-------- MATERIAL FOR THIS TASK --------

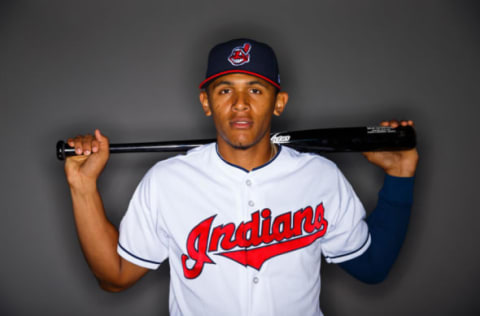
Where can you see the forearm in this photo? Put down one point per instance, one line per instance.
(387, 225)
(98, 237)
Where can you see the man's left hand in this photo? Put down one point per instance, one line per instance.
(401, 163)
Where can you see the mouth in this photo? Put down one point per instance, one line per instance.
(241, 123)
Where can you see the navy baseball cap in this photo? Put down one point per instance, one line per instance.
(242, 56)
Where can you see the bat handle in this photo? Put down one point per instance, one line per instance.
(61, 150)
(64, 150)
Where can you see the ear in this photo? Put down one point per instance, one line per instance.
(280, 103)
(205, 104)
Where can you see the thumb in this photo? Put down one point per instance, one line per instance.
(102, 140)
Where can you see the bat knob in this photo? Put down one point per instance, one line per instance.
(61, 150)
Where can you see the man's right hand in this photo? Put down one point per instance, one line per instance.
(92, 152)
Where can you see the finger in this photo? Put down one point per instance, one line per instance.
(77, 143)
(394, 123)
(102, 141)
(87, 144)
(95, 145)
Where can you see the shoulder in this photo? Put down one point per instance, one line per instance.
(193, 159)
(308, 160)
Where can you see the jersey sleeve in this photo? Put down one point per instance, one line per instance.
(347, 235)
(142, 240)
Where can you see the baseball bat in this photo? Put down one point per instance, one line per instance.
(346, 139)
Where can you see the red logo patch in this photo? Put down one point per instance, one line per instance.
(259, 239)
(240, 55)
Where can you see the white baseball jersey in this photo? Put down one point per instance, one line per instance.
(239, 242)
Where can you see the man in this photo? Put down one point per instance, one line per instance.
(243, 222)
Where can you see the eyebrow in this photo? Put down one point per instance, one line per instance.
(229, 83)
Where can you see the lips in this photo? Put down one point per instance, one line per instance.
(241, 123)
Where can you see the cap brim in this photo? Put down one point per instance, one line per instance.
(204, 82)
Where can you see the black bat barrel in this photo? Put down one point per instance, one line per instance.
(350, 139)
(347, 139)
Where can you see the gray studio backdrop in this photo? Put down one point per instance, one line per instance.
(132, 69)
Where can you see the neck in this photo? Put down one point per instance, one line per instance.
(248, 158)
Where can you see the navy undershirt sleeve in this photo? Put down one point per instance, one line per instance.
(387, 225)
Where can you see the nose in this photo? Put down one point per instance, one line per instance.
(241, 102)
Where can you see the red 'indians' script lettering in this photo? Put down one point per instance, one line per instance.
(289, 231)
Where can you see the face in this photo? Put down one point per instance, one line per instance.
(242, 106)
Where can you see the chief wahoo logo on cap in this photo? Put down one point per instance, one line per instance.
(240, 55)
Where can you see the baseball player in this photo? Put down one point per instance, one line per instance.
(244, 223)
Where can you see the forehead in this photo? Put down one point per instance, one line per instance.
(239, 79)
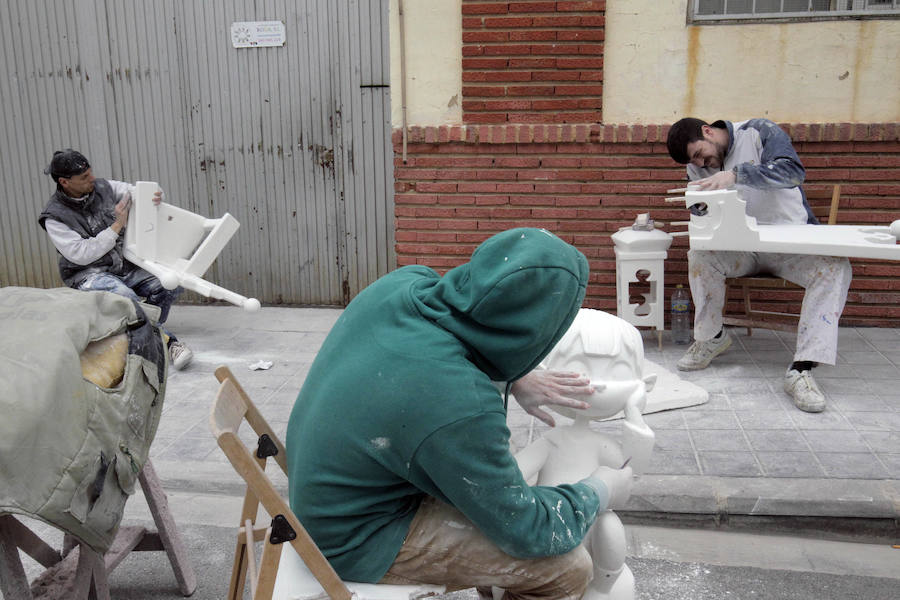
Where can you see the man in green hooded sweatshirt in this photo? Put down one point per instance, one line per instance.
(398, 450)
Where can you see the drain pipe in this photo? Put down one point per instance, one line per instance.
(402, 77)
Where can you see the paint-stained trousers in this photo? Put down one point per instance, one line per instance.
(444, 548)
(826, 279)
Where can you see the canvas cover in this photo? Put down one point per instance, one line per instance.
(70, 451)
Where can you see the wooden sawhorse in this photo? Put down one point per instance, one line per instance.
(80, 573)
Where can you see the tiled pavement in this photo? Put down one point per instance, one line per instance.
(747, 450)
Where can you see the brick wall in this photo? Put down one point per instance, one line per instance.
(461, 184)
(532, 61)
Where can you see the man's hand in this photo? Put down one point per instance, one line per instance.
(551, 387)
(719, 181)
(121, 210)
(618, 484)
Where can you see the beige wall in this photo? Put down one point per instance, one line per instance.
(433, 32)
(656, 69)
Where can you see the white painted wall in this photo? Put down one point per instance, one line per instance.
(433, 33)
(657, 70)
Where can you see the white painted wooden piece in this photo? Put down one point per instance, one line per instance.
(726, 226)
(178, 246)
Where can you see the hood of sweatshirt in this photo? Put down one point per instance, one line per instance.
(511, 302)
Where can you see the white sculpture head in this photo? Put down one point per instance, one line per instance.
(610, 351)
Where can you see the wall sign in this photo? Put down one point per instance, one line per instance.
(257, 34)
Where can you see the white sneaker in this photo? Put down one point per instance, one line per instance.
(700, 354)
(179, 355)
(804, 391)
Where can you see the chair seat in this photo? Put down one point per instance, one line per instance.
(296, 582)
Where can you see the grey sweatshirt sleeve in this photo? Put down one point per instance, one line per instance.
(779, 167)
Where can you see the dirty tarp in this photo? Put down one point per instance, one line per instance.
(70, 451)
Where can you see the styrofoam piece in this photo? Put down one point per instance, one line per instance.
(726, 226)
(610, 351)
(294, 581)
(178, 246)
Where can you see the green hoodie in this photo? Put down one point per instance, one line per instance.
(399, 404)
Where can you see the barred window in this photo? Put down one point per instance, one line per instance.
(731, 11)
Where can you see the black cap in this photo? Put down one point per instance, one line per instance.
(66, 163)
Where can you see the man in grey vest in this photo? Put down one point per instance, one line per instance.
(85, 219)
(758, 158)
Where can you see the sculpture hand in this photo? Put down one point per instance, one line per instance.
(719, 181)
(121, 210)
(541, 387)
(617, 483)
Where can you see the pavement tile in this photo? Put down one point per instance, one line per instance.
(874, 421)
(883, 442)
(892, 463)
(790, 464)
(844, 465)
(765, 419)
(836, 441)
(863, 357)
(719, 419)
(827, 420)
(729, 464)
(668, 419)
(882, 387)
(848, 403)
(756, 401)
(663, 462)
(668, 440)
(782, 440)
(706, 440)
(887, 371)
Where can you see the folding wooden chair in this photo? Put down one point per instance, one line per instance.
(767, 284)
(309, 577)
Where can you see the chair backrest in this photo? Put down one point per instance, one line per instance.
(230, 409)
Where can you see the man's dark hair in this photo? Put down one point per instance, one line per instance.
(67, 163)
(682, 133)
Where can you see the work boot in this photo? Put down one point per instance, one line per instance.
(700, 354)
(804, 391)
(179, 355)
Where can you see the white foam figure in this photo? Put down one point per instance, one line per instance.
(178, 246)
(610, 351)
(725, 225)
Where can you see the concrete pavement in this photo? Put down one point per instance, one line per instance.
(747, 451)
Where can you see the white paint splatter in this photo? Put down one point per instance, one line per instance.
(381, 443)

--------

Skip the pictures and print each record exactly as it stands.

Where can you see the forearm in this photo? Put down one point per instance, one line per instance.
(387, 225)
(98, 237)
Where can you see the man's left hand in this photo? Put down one point per instance, one line per instance.
(401, 163)
Where can you see the mouth in this photo? Put down one point per instance, one line per instance.
(241, 123)
Where can you see the navy baseball cap in this photo? Put down one point per instance, one line per instance.
(242, 56)
Where can you see the bat handle in this photo? Put down one point per instance, one line per instance.
(61, 150)
(64, 150)
Where can you see the ear in this photo? Put down one point per instance, one line per instance.
(280, 103)
(205, 104)
Where can you see the thumb in this photo? Put down one point per instance, one line per instance.
(102, 140)
Where can you see the bat knob in this photo? Put down one point per instance, one line per instance.
(61, 150)
Where can you see the man's right hand in this photo? Put down one point per instance, one line per instance.
(92, 152)
Where can you see the finger in this photo? Put down one point per instance, one line per instance.
(77, 143)
(394, 123)
(102, 141)
(87, 144)
(95, 145)
Where can you see the shoulder in this photo? Put down one point per instance, one line per instance.
(193, 159)
(308, 160)
Where can you see the jersey sleeve in this photo? Put down one point per instance, one line per instance.
(347, 235)
(142, 240)
Where can you see the baseball bat in this photo? Put down one point per instance, one line per instance.
(346, 139)
Where can you see the red logo patch in this photo? Put down one point per instance, one line per instance.
(259, 239)
(240, 55)
Where can you see the white baseball jersey in this photo? Put down one point per instance, one line per instance.
(239, 242)
Where can you see the man in this photo? Put down one point per instance, one line per instance.
(243, 222)
Where can you see the eyebrow in this photo? Put down one point per instance, one line per instance.
(229, 83)
Where can you see the lips in this photo? Put down one point per instance, one line per instance.
(241, 123)
Where can you see the cap brim in this photo? Put down one point per instance, one line per instance.
(204, 82)
Where can you see the black bat barrel in this photo? Put down one point per instance, one line per instance.
(350, 139)
(347, 139)
Where can you see the gray studio backdrop in this photo? Put down one point per instance, one line per instance.
(132, 69)
Where can you see the neck in this photo? Put down one point per instance, one line per instance.
(248, 158)
Where can you see the navy undershirt sleeve in this photo? Put down one point per instance, one line per instance.
(387, 225)
Where can you see the nose in this photo? Put down one point per instance, one line per instance.
(241, 102)
Where can you see the red 'indians' script lettering in this photo? Put down one point per instance, one line per instance.
(289, 231)
Where can you see the face in this photo? Put down one point per instance, one line per instance.
(242, 106)
Where can you see the chief wahoo logo on cap in this photo? Put down one point per instance, one line per instance.
(240, 55)
Where can you see the baseball player in this photo? Put down one point per instance, one line per instance.
(244, 223)
Where can you see the forehead in this photo? Put down one point per instance, one line per instance.
(239, 79)
Where can you see the man in green hooded sweatshirt in this photo? Put down one point per instance, one line per instance.
(398, 450)
Where can you see the drain pipe in this photo? Put down one point per instance, one line per instance.
(402, 77)
Where can you see the paint-stained trousers in this photo? Put down one point per instance, one line per instance.
(444, 548)
(826, 279)
Where can you see the canvas cover in this photo? Put down one point per instance, one line per instance.
(70, 451)
Where can you see the wooden sawhorse in this photo? Put down one point per instance, one line per instance.
(80, 573)
Where can you see the tiled pavement in this photo? Put down one point per instance, one line per instance.
(747, 450)
Where can you see the brick wall in this photo? Put down one point per instance, one line per instance.
(461, 184)
(532, 61)
Where can you see the man's hand in this photo? Put down one point per instance, one line per instance.
(551, 387)
(719, 181)
(121, 210)
(618, 484)
Where can you see the beige wall in this photo? Put down one point per instance, one line per instance.
(433, 32)
(656, 69)
Where can you see the white painted wall in this photo? Put down one point per instance, one line per instance.
(433, 33)
(657, 70)
Where can you see the white painted wooden piece in this photo? Put down one point per instance, one line per instance.
(726, 226)
(178, 246)
Where can you see the hood of sweatshirt in this photo? Put down one point per instance, one line per instance.
(511, 302)
Where can you see the white sculpture head in this photo? Put down one point per instance, one line per instance.
(610, 351)
Where can you see the wall sign in this photo? Put down one point per instance, one line per instance.
(257, 34)
Where can you see the white sneaker in this photo? Put down one point per instance, one line per instance.
(700, 354)
(179, 355)
(804, 391)
Where can you see the chair seat in this photo? Put down one point per instance, one line per instance.
(296, 582)
Where can you see the grey sweatshirt sleeve in this photo? Put down one point per instance, one line per instance.
(779, 167)
Where can you see the dirty tarp in this photo? Put down one point per instance, one line per instance.
(70, 451)
Where can you see the styrofoam piece in this photo? Put down one point per instance, one line per instance.
(726, 226)
(610, 351)
(294, 581)
(178, 246)
Where can you see the green hoodie in this photo? Put down one point per instance, one line per instance.
(399, 404)
Where can you see the barred window in this photo? Put down one point per instance, one line per instance.
(731, 11)
Where can you see the black cap in this photo? Put down one point per instance, one line per instance.
(66, 163)
Where can you see the man in grey vest in this photo? Put down one point per instance, one line per instance.
(85, 219)
(758, 158)
Where can you see the sculpture hand in this photo? Put down one point per instance, one line per instance.
(719, 181)
(121, 210)
(541, 387)
(617, 483)
Where can you see the pavement tile in this photo? Put down one point per instance, one line per instance.
(874, 421)
(883, 442)
(892, 463)
(790, 464)
(844, 465)
(765, 419)
(836, 441)
(863, 357)
(719, 419)
(827, 420)
(729, 464)
(668, 419)
(882, 387)
(848, 403)
(756, 401)
(663, 462)
(668, 440)
(782, 440)
(706, 440)
(887, 371)
Where can you see the folding wooden chair in this photo? Put down one point per instance, one line per instance.
(767, 284)
(309, 577)
Where can you see the chair backrest in this photo? Put down one point per instance, one line per instance.
(230, 409)
Where can you see the man's dark hair in this photo? Put down one point per instance, one line per instance.
(67, 163)
(682, 133)
Where can you see the work boot in this photo? Put down one point per instance, one line per instance.
(700, 354)
(804, 391)
(179, 355)
Where can you see the white foam figure in this photo? Put down one point per instance, one line per instance.
(178, 246)
(610, 351)
(725, 225)
Where can you see the concrete pavement in this photo? Put down one point per instance, one line per instance.
(747, 451)
Where can you see the white paint splatter in this photo? Put down one point per instance, one line per instance.
(381, 443)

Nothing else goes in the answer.